How to complete this task =
The records that follow must be reproduced in full, with every picture excluded.

Stored data entries

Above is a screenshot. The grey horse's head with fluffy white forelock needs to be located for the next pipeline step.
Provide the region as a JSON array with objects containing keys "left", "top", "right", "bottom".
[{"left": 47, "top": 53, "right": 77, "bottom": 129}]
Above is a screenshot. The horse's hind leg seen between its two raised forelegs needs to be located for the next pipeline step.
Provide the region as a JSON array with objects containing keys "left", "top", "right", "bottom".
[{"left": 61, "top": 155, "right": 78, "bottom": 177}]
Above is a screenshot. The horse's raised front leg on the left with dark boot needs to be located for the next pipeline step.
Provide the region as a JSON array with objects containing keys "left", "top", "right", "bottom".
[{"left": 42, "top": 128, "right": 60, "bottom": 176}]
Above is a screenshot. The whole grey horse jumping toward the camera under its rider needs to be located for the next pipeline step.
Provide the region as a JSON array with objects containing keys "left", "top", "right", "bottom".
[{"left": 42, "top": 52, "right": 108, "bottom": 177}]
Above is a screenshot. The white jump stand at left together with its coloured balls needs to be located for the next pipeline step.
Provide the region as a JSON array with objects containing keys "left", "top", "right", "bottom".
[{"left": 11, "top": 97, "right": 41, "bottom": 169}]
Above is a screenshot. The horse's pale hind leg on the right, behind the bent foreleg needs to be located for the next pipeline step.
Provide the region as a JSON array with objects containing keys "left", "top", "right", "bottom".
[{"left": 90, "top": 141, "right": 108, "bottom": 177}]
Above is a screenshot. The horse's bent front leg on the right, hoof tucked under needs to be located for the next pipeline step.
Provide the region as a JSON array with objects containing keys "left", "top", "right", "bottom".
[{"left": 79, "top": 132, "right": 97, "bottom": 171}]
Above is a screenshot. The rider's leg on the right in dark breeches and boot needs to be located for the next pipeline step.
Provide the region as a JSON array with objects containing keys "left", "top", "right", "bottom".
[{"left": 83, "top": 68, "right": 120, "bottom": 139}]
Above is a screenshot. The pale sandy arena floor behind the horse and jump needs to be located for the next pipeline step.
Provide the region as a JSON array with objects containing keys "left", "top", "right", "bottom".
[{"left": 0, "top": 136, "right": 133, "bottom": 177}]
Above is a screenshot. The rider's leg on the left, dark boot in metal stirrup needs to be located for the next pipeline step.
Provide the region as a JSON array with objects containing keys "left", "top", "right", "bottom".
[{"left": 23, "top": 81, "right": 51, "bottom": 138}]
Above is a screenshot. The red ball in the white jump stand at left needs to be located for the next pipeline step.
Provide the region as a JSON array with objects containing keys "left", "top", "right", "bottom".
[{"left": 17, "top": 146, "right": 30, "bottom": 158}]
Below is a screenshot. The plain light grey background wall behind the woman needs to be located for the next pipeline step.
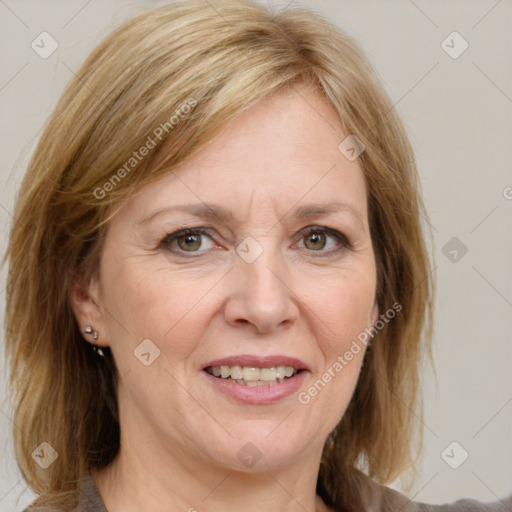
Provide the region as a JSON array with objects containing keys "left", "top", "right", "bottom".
[{"left": 0, "top": 0, "right": 512, "bottom": 512}]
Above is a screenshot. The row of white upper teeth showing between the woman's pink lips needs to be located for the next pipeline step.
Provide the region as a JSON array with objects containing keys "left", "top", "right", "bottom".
[{"left": 207, "top": 365, "right": 298, "bottom": 386}]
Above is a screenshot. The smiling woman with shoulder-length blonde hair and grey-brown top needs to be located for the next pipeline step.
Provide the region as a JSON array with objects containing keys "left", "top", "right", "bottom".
[{"left": 6, "top": 1, "right": 511, "bottom": 512}]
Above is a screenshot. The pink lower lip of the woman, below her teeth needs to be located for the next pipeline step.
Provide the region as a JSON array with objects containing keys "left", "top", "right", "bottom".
[{"left": 203, "top": 370, "right": 308, "bottom": 405}]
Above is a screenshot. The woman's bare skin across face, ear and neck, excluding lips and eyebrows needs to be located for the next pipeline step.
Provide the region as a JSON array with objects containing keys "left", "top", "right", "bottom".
[{"left": 71, "top": 86, "right": 378, "bottom": 512}]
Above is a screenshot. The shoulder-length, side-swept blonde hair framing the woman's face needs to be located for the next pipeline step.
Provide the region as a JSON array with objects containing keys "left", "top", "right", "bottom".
[{"left": 4, "top": 0, "right": 433, "bottom": 510}]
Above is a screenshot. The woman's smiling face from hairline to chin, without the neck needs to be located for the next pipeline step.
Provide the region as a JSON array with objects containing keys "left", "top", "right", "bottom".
[{"left": 86, "top": 84, "right": 378, "bottom": 471}]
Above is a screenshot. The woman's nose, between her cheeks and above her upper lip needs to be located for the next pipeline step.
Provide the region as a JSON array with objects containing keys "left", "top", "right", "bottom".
[{"left": 225, "top": 242, "right": 299, "bottom": 334}]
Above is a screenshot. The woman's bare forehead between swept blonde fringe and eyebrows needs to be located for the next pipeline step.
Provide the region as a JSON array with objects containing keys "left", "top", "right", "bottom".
[{"left": 120, "top": 86, "right": 366, "bottom": 224}]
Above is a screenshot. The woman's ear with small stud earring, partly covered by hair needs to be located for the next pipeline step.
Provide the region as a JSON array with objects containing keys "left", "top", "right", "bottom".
[{"left": 69, "top": 274, "right": 108, "bottom": 347}]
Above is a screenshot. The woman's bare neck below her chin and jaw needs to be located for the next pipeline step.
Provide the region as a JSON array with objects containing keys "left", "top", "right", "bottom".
[{"left": 92, "top": 432, "right": 327, "bottom": 512}]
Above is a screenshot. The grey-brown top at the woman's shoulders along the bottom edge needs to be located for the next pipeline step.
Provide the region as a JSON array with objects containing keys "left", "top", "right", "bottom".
[{"left": 24, "top": 475, "right": 512, "bottom": 512}]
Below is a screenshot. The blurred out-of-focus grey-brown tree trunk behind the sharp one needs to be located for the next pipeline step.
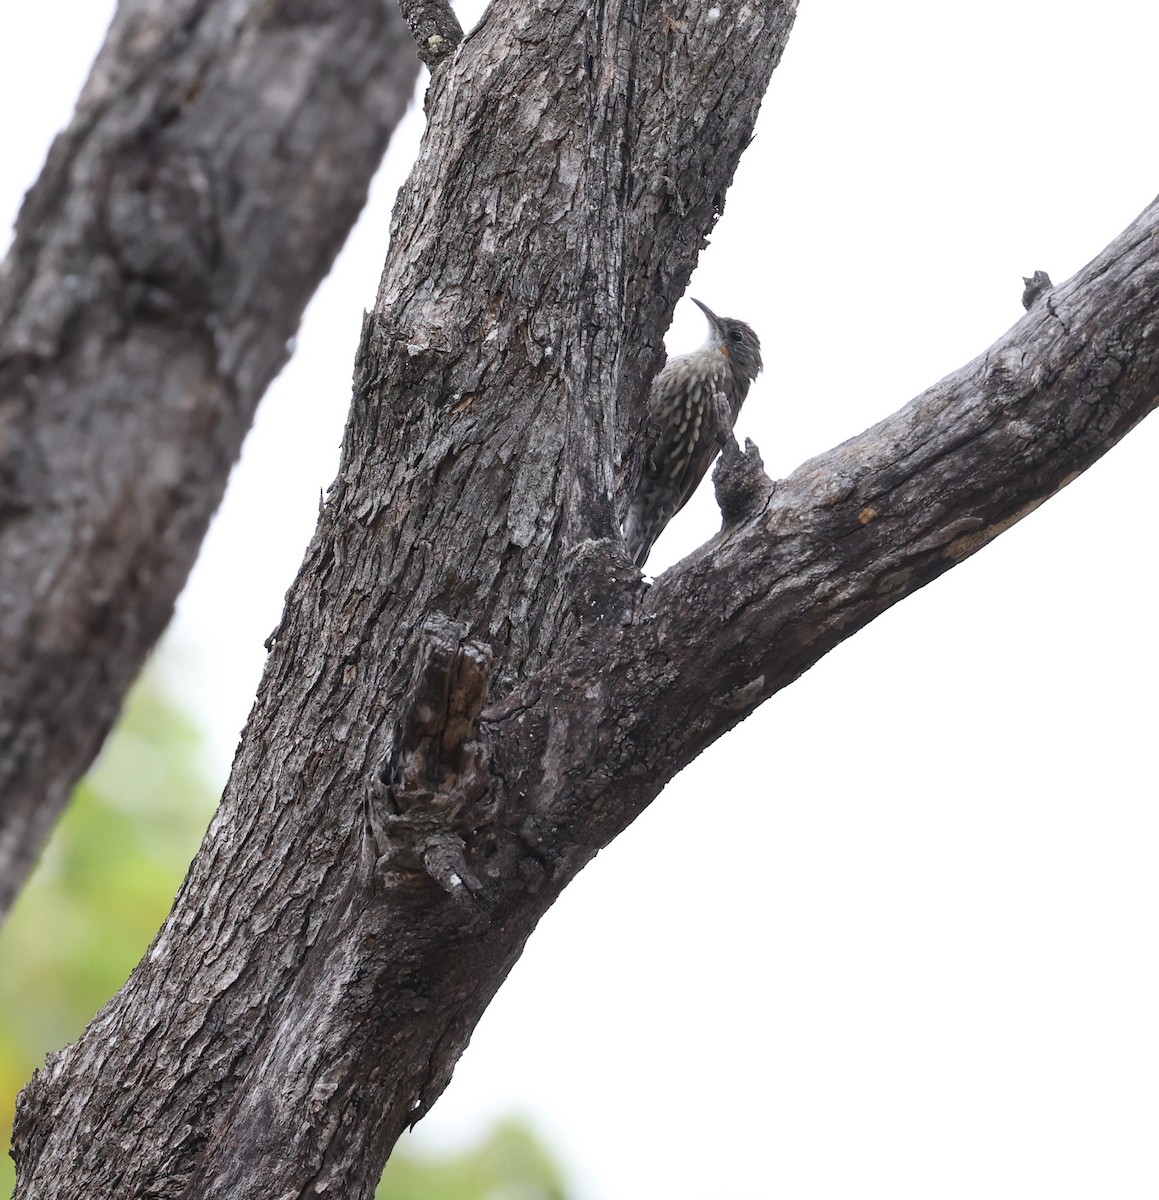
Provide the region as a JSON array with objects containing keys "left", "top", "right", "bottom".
[{"left": 0, "top": 0, "right": 418, "bottom": 919}]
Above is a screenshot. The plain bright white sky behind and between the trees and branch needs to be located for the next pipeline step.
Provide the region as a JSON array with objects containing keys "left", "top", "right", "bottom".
[{"left": 0, "top": 0, "right": 1159, "bottom": 1200}]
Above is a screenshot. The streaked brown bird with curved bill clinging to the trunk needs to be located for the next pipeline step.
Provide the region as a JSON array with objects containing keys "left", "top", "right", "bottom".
[{"left": 623, "top": 300, "right": 764, "bottom": 566}]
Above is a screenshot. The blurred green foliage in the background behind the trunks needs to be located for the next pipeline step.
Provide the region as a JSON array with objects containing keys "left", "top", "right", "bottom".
[{"left": 0, "top": 672, "right": 566, "bottom": 1200}]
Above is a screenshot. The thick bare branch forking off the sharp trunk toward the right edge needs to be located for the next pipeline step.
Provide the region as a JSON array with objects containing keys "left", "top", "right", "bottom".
[{"left": 485, "top": 192, "right": 1159, "bottom": 862}]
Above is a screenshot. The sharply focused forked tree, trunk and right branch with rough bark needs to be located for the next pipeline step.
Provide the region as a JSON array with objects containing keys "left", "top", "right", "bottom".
[{"left": 9, "top": 0, "right": 1159, "bottom": 1200}]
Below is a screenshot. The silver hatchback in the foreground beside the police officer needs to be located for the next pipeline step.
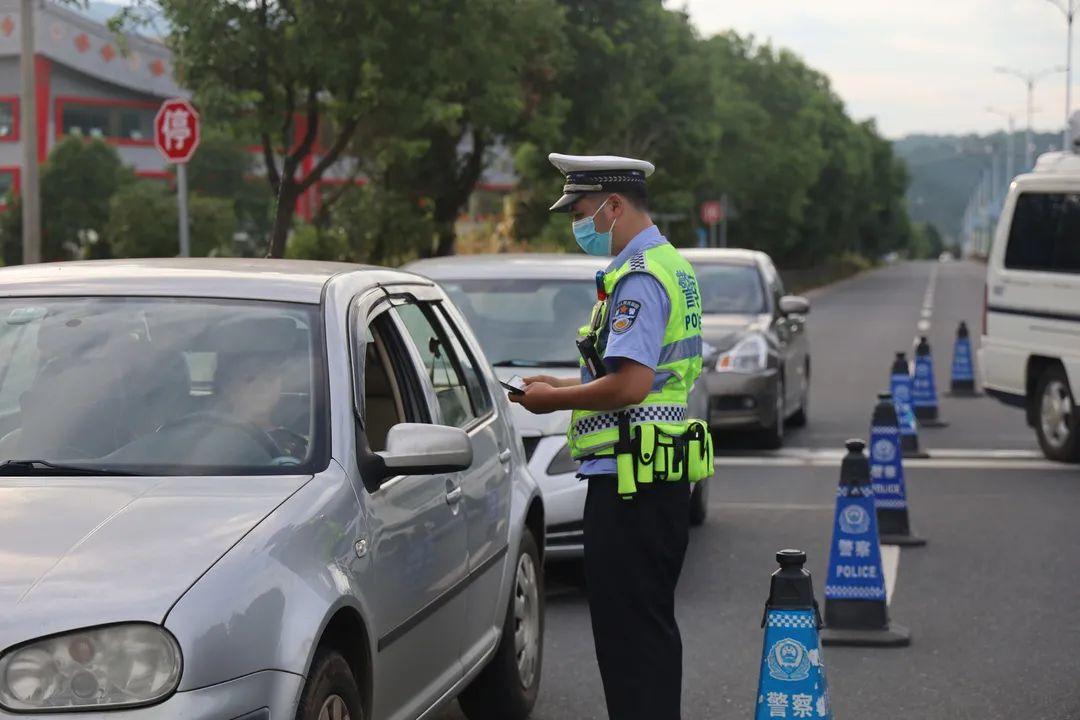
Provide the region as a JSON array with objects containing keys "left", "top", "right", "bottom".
[{"left": 0, "top": 260, "right": 544, "bottom": 720}]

Answer to this problem =
Above is a screenshot. The grey horse's head with fluffy white forelock needs to be located for the next pipeline step.
Provide the region as a JSON array with objects containing keys "left", "top", "right", "bottom".
[{"left": 47, "top": 53, "right": 77, "bottom": 129}]
Above is a screenshot. The horse's hind leg seen between its two raised forelegs needs to be located for the next pipeline step.
Provide the region as a JSON array with objects containing keys "left", "top", "right", "bottom".
[{"left": 61, "top": 155, "right": 78, "bottom": 177}]
Above is a screenshot. The horse's raised front leg on the left with dark boot needs to be located for the next pipeline step.
Provide the region as a JSON array with objects containing keys "left", "top", "right", "bottom".
[{"left": 42, "top": 128, "right": 60, "bottom": 176}]
Above is a screenshot. The whole grey horse jumping toward the camera under its rider needs to be located for the next pipeline step.
Provide the region as a JSON array with objects containing keys "left", "top", "right", "bottom".
[{"left": 42, "top": 52, "right": 108, "bottom": 177}]
Above is a screenshot. The white jump stand at left together with its coloured balls needs to be located for the next pipeline step.
Provide the region as a JSON array with objects containing keys "left", "top", "right", "bottom".
[{"left": 11, "top": 97, "right": 41, "bottom": 169}]
Above is a screenshot. The horse's pale hind leg on the right, behind the bent foreleg needs to be located for the next pipeline step.
Provide the region as a JSON array with objects containing keys "left", "top", "right", "bottom".
[{"left": 90, "top": 141, "right": 108, "bottom": 177}]
Above is a screenshot. The horse's bent front leg on the right, hoof tucked under needs to be located for the next pipeline step.
Provide the region as a JSON array with objects containing keys "left", "top", "right", "bottom".
[{"left": 79, "top": 132, "right": 97, "bottom": 171}]
Above is a screenshot. The rider's leg on the right in dark breeches and boot needs to be located for the next pipeline step.
Provide the region as a JSON array with objects containing keys "left", "top", "right", "bottom".
[{"left": 83, "top": 68, "right": 120, "bottom": 139}]
Above is a screenshot. The pale sandy arena floor behind the horse and jump needs to be located for the next pipeline step.
Provide the region as a JSON array with objects containing keys "left", "top", "right", "bottom".
[{"left": 0, "top": 136, "right": 133, "bottom": 177}]
Above is a screenshot. The rider's leg on the left, dark boot in metal stirrup needs to be located for the next pipeline step.
Provide the region as a JSON array with objects containing keys "left", "top", "right", "bottom".
[{"left": 23, "top": 81, "right": 51, "bottom": 138}]
Above is a screenshot. The red ball in the white jump stand at left needs to be located for the next pipeline step.
Provide the region as a JSON array with objects containing keys "left", "top", "right", "bottom".
[{"left": 17, "top": 146, "right": 30, "bottom": 158}]
Below is a screenshot. The plain light grey background wall behind the woman needs to be located for the next pipeline step.
Provide the region as a JSON array with objects containing keys "left", "top", "right", "bottom".
[{"left": 0, "top": 0, "right": 512, "bottom": 512}]
Above is a screenshot. The row of white upper teeth showing between the woman's pink lips needs to be located for the next pipeline step.
Provide the region as a JSON array with objects containing keys "left", "top", "right", "bottom".
[{"left": 207, "top": 365, "right": 298, "bottom": 386}]
Above is a screenshot. The smiling woman with shoulder-length blonde hair and grey-brown top needs to be located for the next pipeline step.
Provide the region as a JSON array with objects containing keys "left", "top", "right", "bottom".
[{"left": 6, "top": 1, "right": 511, "bottom": 512}]
Above is a screenshot. The pink lower lip of the woman, below her teeth needs to be located for the next pipeline step.
Provide the region as a JSON array with objects containing keys "left", "top", "right", "bottom".
[{"left": 203, "top": 370, "right": 308, "bottom": 405}]
Above is a screenshot. The woman's bare skin across face, ear and neck, excluding lips and eyebrows needs to be located for the next pipeline step.
Provide the region as a JSON array with objects containing keys "left", "top", "right", "bottom".
[{"left": 71, "top": 86, "right": 378, "bottom": 512}]
Above is a screenshot. The shoulder-length, side-swept blonde hair framing the woman's face needs to be located for the next pipeline step.
Provide the region as a JSON array with objects containing keys "left", "top", "right", "bottom".
[{"left": 4, "top": 0, "right": 433, "bottom": 510}]
Above is a screenshot. The woman's smiling face from hairline to chin, without the neck needs to be located for the next pipeline step.
Provide the region as a JSON array with objects containing keys "left", "top", "right", "bottom".
[{"left": 86, "top": 84, "right": 378, "bottom": 471}]
Above is a screenshot. The woman's nose, between her cheeks and above her upper lip needs to be located for the next pipeline step.
Provide the region as a JSON array with objects containing keys "left", "top", "right", "bottom".
[{"left": 225, "top": 242, "right": 299, "bottom": 334}]
Above is a screenshot. The woman's bare forehead between swept blonde fringe and eyebrows needs to be located for the next pipeline step.
Provide the region as a JSON array with objects containing keys "left", "top", "right", "bottom".
[{"left": 120, "top": 86, "right": 366, "bottom": 224}]
Above is a screenshot. The woman's ear with small stud earring, partly covered by hair needs to be located for the next pipeline step.
Provide the region as a JSON array with objects containing keys "left", "top", "right", "bottom".
[{"left": 69, "top": 274, "right": 108, "bottom": 347}]
Above is a screenshot. The woman's bare neck below her chin and jaw needs to be located for the next pipeline step.
Provide the region as a JSON array with objects containing keys "left", "top", "right", "bottom".
[{"left": 92, "top": 432, "right": 327, "bottom": 512}]
Above is a screenshot. The grey-brown top at the woman's shoulders along the bottom edge needs to be located for the next pipeline step.
Provide the region as a JSON array with objects containing keys "left", "top", "right", "bottom".
[{"left": 24, "top": 475, "right": 512, "bottom": 512}]
Below is a screenshot. The blurred out-of-focus grey-brown tree trunk behind the sharp one needs to be located for the next pipeline step.
Provide the region as a JSON array with objects containing keys "left", "top", "right", "bottom".
[{"left": 0, "top": 0, "right": 418, "bottom": 919}]
Above is a screenshot. The plain bright white sky behind and between the trees and branch needs to be located for the next pipeline step.
Provide the region as a JSON array with objects containing keys "left", "top", "right", "bottom".
[{"left": 0, "top": 0, "right": 1159, "bottom": 1200}]
Above is a screenshot. The streaked brown bird with curved bill clinging to the trunk needs to be located for the next pipeline step.
Provide the region as a JSON array with objects containing keys "left", "top", "right", "bottom".
[{"left": 623, "top": 300, "right": 764, "bottom": 566}]
Above is a screenshot. The blurred green foliage in the background behind the trunks needs to be located for the next pipeline step.
Provide the region as a JSON array with objects containing keys "left", "top", "right", "bottom".
[{"left": 0, "top": 672, "right": 566, "bottom": 1200}]
Above is a screenshot. The thick bare branch forking off the sharp trunk toward the right edge needs to be located for the next pipeline step.
Provide the region as a JSON array with objects containing keys "left", "top", "right", "bottom".
[{"left": 485, "top": 192, "right": 1159, "bottom": 862}]
Above is a screenshot. The sharply focused forked tree, trunk and right branch with rough bark needs to be located for the next pipeline step.
Provide the region as a JSON array with objects containing keys "left", "top", "right", "bottom".
[{"left": 9, "top": 0, "right": 1159, "bottom": 1200}]
Below is a screenshot. The silver hatchback in the foreground beside the police officer needs to be located for the next pipeline step.
Provide the region as a JSON array with objects containing keys "left", "top", "right", "bottom".
[{"left": 0, "top": 260, "right": 544, "bottom": 720}]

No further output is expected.